▶ **TASK DIRECTIONS**: Starting at the first line of the data and ending at the line with "190L114 261L134 270L146", copy each line exactly. Include both of those lines, but no pictures.

━━ RECORDS FOR THE TASK

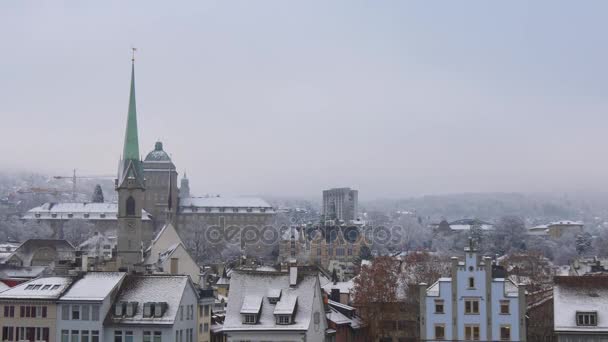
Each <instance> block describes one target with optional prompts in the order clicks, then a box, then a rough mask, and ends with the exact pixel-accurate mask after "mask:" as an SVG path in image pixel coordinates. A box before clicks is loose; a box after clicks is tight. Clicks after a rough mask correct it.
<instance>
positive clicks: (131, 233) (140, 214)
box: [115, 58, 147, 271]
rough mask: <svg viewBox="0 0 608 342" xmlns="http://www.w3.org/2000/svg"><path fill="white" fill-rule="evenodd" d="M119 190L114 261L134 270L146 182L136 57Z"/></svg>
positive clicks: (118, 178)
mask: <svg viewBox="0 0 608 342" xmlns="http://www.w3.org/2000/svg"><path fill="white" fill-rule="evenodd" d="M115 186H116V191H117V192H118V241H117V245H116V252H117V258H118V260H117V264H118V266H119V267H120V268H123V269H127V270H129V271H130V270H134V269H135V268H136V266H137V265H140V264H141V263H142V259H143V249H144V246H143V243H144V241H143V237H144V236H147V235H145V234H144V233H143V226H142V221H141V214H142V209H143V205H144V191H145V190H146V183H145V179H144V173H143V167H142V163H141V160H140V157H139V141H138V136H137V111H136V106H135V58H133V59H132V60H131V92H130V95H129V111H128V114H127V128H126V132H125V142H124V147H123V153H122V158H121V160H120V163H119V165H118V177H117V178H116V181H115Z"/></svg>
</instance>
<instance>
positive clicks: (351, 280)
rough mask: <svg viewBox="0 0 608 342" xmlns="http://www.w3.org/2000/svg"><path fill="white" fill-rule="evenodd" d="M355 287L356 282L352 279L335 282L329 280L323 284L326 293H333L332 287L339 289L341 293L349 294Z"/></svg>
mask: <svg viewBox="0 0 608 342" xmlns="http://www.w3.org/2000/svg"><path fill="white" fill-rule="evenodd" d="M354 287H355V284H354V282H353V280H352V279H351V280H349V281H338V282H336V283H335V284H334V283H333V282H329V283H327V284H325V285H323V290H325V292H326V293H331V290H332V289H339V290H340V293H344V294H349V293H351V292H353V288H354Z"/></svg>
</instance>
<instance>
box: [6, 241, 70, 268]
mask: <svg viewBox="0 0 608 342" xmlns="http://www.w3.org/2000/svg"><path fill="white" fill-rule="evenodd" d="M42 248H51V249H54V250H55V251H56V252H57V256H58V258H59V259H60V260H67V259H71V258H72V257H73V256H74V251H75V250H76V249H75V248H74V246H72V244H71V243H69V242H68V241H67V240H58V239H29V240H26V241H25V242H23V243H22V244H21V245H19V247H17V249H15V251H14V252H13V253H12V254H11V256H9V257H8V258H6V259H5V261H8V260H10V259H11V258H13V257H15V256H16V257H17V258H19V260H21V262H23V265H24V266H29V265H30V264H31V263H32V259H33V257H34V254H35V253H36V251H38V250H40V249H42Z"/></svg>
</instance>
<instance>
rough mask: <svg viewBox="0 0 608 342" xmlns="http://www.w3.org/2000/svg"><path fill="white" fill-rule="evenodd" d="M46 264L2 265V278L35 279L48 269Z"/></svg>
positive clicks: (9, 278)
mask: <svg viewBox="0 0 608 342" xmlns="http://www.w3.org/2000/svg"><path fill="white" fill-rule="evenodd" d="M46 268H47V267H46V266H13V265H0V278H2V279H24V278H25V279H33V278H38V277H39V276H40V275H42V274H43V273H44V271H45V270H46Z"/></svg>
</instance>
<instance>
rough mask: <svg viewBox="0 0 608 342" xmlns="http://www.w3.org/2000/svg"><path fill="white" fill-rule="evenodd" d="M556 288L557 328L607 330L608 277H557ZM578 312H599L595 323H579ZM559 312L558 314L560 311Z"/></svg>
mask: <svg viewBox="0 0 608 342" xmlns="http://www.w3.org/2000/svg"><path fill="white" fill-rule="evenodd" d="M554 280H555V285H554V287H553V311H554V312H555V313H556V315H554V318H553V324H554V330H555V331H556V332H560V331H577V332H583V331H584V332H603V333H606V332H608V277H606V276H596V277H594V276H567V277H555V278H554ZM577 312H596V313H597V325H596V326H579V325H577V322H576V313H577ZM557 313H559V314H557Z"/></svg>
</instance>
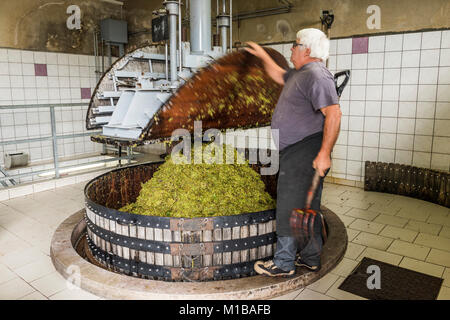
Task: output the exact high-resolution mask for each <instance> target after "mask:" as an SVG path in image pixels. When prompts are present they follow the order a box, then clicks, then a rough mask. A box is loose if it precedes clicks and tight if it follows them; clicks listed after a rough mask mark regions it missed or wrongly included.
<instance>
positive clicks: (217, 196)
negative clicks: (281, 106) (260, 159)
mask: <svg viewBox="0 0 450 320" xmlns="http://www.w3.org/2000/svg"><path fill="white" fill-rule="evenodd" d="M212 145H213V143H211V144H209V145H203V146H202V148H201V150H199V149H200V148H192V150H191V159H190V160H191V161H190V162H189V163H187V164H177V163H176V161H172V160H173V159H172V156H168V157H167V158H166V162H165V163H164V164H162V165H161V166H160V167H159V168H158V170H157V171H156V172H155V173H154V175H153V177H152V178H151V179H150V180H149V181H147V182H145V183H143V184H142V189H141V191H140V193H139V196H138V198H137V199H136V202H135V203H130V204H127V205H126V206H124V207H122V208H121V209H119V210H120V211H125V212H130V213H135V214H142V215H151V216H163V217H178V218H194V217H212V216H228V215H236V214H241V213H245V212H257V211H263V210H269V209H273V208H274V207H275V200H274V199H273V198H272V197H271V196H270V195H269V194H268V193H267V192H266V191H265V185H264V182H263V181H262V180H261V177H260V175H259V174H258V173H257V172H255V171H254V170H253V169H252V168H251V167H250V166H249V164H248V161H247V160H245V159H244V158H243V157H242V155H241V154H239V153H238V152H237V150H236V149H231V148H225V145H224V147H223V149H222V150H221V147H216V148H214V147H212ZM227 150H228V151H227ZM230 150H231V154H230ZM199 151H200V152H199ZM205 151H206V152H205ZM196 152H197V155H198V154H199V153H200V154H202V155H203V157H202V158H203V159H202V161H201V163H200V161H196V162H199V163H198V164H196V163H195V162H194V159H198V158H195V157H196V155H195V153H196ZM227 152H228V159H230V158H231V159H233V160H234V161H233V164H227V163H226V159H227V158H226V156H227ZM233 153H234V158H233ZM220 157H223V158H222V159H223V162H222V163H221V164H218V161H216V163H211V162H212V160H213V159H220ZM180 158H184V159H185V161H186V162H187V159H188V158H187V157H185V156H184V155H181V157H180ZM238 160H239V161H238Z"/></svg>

━━━━

▶ **SOLVED EXERCISE**:
Each <instance> block describes one target with optional prompts in the order clicks, then a box, then a rough mask, and ends with the exact pixel-accurate mask after "mask:" as an SVG path in image pixel coordinates. A box before clicks is loose; a box after clicks is tight. Clicks after a rough mask correct it.
<instance>
positive clicks: (131, 233) (140, 214)
box: [115, 58, 147, 271]
rough mask: <svg viewBox="0 0 608 342" xmlns="http://www.w3.org/2000/svg"><path fill="white" fill-rule="evenodd" d="M119 190L114 261L134 270L146 182L136 57Z"/></svg>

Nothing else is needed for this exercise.